Required work » Look through the material below. Return exactly the lines from the one with "I'm looking for the single-story" through the one with "I'm looking for the utility", both included.

Supplied data »
╭──

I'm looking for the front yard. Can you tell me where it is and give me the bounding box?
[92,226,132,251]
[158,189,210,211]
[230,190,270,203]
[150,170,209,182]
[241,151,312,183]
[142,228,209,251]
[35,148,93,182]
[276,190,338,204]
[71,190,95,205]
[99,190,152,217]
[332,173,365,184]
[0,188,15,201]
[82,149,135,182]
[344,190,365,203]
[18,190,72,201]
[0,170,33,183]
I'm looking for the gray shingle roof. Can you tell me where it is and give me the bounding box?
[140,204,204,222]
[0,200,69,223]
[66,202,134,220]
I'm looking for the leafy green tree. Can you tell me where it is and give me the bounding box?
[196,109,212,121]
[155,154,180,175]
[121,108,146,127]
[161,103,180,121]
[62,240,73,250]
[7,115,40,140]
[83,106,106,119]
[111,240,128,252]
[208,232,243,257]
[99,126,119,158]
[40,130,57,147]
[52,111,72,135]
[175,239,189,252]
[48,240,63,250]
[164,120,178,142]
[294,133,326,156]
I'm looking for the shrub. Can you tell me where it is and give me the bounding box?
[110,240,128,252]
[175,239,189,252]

╰──
╭──

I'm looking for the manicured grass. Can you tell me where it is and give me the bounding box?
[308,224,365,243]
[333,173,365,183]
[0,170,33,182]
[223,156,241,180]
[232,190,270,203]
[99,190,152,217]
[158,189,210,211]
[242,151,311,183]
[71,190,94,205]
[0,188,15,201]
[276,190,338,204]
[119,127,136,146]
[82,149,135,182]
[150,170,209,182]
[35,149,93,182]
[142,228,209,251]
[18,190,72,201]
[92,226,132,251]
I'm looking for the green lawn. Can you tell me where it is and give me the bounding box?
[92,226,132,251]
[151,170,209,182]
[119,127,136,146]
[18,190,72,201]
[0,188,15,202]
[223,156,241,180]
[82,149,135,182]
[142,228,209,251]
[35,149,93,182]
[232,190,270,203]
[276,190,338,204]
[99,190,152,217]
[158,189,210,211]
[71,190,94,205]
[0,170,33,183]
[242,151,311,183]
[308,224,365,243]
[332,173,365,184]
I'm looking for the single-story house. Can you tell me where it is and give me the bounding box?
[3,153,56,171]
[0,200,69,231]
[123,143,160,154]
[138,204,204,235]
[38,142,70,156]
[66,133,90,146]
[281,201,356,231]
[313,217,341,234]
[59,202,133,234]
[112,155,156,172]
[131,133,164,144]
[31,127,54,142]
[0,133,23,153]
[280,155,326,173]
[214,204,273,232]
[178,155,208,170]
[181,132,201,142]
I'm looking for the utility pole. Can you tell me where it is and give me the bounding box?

╰──
╭──

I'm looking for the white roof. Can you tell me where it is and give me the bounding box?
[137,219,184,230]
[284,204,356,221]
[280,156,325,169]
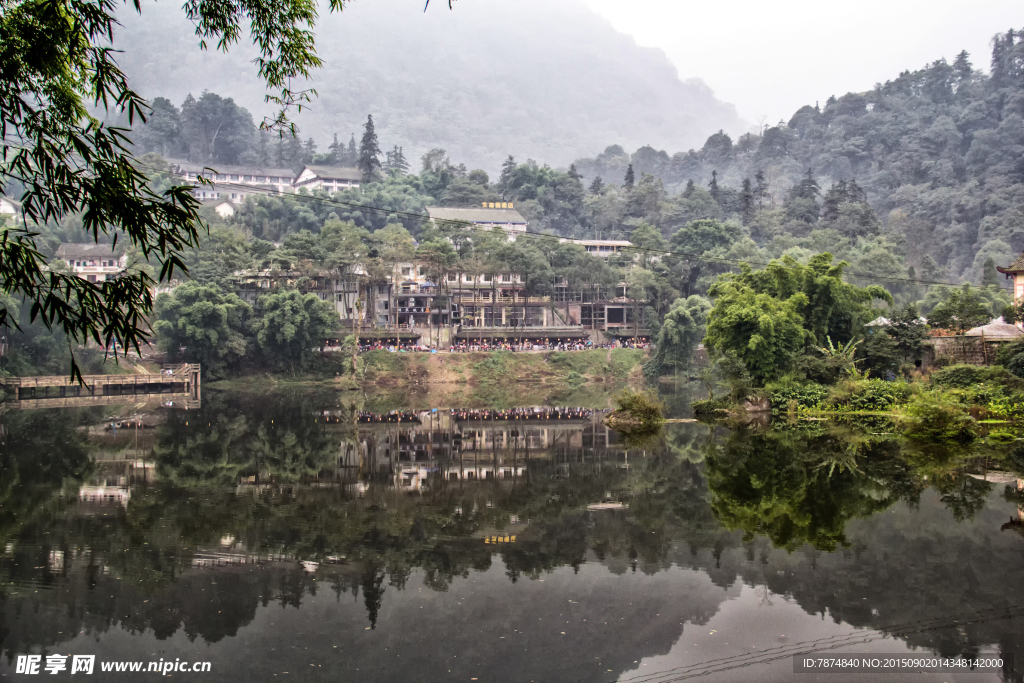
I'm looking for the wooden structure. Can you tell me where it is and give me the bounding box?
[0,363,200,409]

╰──

Reply to the exercise »
I'm looking for the single-story house. Can you tell me where it is and give me the bounding box?
[3,153,56,171]
[0,200,69,231]
[123,143,160,154]
[138,204,204,235]
[38,142,70,156]
[66,133,90,146]
[281,201,356,231]
[313,217,341,234]
[59,202,133,234]
[112,155,156,172]
[131,133,164,144]
[31,127,54,142]
[0,133,23,153]
[280,155,326,173]
[214,204,273,232]
[178,155,208,170]
[181,132,201,142]
I'm looking for the utility pole. Can you tell me where it is and give me the bounding box?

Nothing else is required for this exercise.